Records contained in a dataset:
##############################

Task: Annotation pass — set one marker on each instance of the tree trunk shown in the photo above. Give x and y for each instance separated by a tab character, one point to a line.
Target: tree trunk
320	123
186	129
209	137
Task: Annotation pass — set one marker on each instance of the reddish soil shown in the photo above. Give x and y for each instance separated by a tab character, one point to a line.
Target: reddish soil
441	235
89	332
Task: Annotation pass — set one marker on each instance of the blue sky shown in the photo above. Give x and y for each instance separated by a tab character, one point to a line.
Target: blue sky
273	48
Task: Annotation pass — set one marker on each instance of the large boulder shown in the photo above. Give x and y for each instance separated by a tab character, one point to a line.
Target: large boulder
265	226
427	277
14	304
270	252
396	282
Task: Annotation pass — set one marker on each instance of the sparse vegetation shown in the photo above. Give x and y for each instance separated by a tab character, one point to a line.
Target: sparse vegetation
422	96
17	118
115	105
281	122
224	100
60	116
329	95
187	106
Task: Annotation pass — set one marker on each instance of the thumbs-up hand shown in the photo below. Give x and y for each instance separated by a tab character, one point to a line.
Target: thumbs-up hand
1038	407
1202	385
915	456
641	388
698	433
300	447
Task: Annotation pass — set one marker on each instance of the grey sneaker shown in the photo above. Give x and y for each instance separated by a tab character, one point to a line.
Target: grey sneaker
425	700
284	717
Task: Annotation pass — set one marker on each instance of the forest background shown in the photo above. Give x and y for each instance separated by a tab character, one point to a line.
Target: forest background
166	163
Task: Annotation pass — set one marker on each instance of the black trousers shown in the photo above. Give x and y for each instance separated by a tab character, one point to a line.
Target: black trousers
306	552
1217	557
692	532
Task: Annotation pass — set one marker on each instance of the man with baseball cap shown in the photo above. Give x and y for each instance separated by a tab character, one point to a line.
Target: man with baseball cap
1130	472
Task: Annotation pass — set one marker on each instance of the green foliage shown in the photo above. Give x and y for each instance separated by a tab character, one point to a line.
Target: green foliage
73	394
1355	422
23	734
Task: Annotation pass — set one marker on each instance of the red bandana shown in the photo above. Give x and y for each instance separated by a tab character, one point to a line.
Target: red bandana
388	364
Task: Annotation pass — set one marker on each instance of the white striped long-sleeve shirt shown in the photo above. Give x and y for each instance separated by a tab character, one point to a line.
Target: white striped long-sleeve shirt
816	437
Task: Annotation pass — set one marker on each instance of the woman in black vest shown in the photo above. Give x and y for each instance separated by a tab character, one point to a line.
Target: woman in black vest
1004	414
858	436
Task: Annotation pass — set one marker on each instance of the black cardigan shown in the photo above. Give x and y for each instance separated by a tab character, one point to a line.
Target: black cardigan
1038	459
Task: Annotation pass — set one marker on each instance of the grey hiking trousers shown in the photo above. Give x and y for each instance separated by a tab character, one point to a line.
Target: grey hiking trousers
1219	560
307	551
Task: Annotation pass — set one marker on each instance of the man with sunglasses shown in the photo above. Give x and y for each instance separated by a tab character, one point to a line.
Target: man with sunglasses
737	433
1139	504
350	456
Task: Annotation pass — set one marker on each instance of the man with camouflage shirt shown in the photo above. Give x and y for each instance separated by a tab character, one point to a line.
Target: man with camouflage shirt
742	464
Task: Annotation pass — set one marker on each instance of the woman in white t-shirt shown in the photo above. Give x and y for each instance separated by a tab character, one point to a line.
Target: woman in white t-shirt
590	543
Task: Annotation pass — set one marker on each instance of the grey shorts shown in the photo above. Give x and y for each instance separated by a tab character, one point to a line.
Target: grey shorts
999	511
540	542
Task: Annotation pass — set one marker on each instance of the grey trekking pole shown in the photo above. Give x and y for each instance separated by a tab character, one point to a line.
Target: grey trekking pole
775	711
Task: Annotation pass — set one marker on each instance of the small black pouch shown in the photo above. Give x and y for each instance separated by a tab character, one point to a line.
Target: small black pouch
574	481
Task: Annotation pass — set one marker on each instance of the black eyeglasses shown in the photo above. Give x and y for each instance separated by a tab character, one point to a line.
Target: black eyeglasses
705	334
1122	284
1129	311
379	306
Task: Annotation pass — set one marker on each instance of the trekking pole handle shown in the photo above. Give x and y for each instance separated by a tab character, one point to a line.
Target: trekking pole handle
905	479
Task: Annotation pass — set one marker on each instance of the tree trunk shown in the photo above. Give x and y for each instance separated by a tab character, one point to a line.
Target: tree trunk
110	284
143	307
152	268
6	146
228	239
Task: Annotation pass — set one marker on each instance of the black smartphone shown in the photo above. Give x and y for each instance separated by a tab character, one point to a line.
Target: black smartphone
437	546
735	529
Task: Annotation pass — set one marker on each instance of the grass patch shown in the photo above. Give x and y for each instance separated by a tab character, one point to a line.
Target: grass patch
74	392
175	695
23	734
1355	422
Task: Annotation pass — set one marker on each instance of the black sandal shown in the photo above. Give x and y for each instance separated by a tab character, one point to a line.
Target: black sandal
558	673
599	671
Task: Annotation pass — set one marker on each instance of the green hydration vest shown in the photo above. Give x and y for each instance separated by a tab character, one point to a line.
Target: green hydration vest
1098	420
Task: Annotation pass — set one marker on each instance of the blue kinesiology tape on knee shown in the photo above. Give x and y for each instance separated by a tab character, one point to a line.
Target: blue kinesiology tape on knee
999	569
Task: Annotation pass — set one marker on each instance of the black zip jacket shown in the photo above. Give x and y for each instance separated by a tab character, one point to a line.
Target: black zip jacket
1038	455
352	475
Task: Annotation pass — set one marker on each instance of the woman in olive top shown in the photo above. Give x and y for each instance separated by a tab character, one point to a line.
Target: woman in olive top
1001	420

##############################

_Description of the task_: All of the data above should be duplicated exactly.

_Response_:
Task: Annotation pass — set one marker on each instance of the tree trunk shown in the photo above. Give x and y for each instance separated by a tab character, one point to a line.
Target: tree trunk
320	123
186	129
209	137
Task: Annotation pass — set one marker on each instance of the reddish soil shown in the photo above. Give x and y for each instance separated by a tab character, one point to a line.
Target: reddish soil
441	235
89	332
Task: Annotation pass — set one marker on each instance of the blue sky shown in the photo above. Give x and y for each instance separated by a tab character, one point to a line.
Target: blue sky
273	48
Task: Annotation pass — set one marker on each instance of the large boulder shown in the photo above. Give x and y for each instance separated by a tab character, one point to a line.
Target: large boulder
265	226
427	277
14	304
270	252
396	282
Task: Annotation pass — set one marker on each instance of the sparse vegetation shown in the photo above. Give x and y for each instance separated by a tab character, one point to a line.
Target: sparse vegetation
422	96
17	118
115	105
281	122
224	100
60	116
329	95
187	106
Task: Annotation pass — set one marker on each instance of the thumbs-up hand shown in the photo below. Give x and y for each instance separated by a tab character, one point to a line.
Target: thumbs-up hand
1038	407
1202	385
915	456
641	388
698	433
300	447
Task: Annotation pass — set one marker on each instance of the grey sneaker shown in the photo above. Give x and y for each instance separated by a tab character, one point to a line.
Target: grey sneaker
425	700
284	717
Task: Annotation pass — set one marker on each instance of the forest background shown in the photo above. Give x and y for each instance separated by a tab character, one point to a line.
Target: forest background
166	163
Task: Annotation pass — set one marker on each instance of the black trousers shown in the photo above. Give x and y for each instance separated by a tab character, one point to a line.
Target: black trousers
306	552
1217	557
692	532
Task: Annotation pass — set one marker on each instance of the man with baseball cap shown in the photo above. Give x and y for each instance separated by a tab character, one point to a line.
Target: man with baseball cap
1130	472
Task: Annotation pass — set one marker on each instance of the green foliage shown in the photo above. Give x and y for each instance separated by a tab character, one point to a line.
Target: green foliage
73	394
1355	422
23	734
Task: Annotation pass — set one marker on each instance of the red bandana shown in the photo above. Give x and y for each instance separated by a tab character, one point to a line.
Target: red bandana
388	364
Task: Annotation pass — set one marker on each instance of the white striped long-sleeve shirt shown in the photo above. Give x and y for each instance separated by a tab character, one point to a line.
Target: white striped long-sleeve shirt
816	437
Task: Annotation pass — set one marker on each instance of the woman in black vest shown in the photo above. Give x and y for each instance separated by a tab character, one point to a line.
Target: woman in black vest
1004	414
858	436
Task: Annotation pass — set one marker on each instance of the black cardigan shown in the photo above. Give x and y for each instance separated by a tab character, one point to a line.
Target: black cardigan
1038	459
Task: Annotation pass — set one marker on each instance of the grey hiking trousers shown in the photo above. Give x and y for each instance separated by a tab character, one point to a line.
Target: grey hiking trousers
1219	560
307	551
Task: Annotation pass — set one marker on each instance of the man with sunglasses shown in the photo above. Give x and y for each instance separated by a tab character, one point to a line.
Target: man with sunglasses
737	433
1139	504
350	456
Task: Annotation pass — set one marker on each instance of the man with camouflage shirt shown in the photo above. Give x and y for each instance separated by a tab character, one point to a line.
Target: man with camouflage shirt
742	464
Task: Annotation pass — set one marker on each instance of the woman in white t-shirt shown in the photo above. Give x and y for each instance separated by a tab character, one point to a line.
Target: woman in white t-shirt
590	543
Task: Annotation pass — set one marker on each instance of the grey shorts shown in the photo above. Give x and y for each instance separated by a tab character, one point to a line.
Target: grey shorts
999	511
540	542
Task: Annotation pass — set one marker on each instance of the grey trekking pole shown in the photo above. Give x and y for each instance separated by a tab character, one point to a line.
Target: grey trekking pole
775	711
Task: Annotation pass — set one marker on each instance of the small black pouch shown in the photo above. Give x and y for each instance separated by a tab character, one point to a line.
Target: small black pouch
574	481
Task: Annotation pass — set one marker on each instance of the black eyeglasses shown in the photo above. Give x and y for each instance separated by a tab character, one point to a line.
Target: black eyeglasses
705	334
1122	284
1129	311
379	306
Task: Annotation pass — set one marker on each instance of the trekking pole handle shown in the photo above. Give x and y for each instance separated by a tab character, one point to a line.
Target: trekking pole handle
905	479
Task: Annotation pass — set one marker on each instance of the tree trunk shown in the photo above. Give x and y for each instance separated by a tab character, one point to a line.
Target: tree trunk
110	284
143	307
152	268
6	146
228	239
Task: Annotation pass — set one marker on each instance of the black smartphone shown in the photo above. Give x and y for each instance separated by a tab character, one point to a line.
Target: black smartphone
437	546
735	529
Task: Annotation pass — set one marker on each instance of the grass patch shown in the photo above. Give x and y for each instance separated by a tab character, one point to a line.
Target: grass patch
74	392
175	695
23	734
1355	422
Task: Annotation pass — set one marker on each instance of the black sandal shown in the photo above. Give x and y for each instance separated by a tab character, one point to a line.
Target: black sandal
558	673
599	671
Task: Annotation pass — set one marker on each instance of the green hydration vest shown in the photo above. Give x and y for each instance separated by a tab character, one point to a line.
Target: green hydration vest
1098	420
Task: Annotation pass — set one marker on each instance of the blue kinesiology tape on knee shown in the photo above. Give x and y for each instance separated by a tab character, one point to a line.
Target: blue kinesiology tape on knee
999	569
Task: Annotation pass — set one marker on each instance of the black zip jacket shown in the photo above. Give x and y for each instance separated by a tab character, one point to a line.
Target: black zip jacket
1038	455
352	475
Task: Annotation pass — set one marker on each instance of the woman in olive top shown in the photo above. Give x and y for each instance separated by a tab character, one point to a line.
Target: woman in olive top
1001	420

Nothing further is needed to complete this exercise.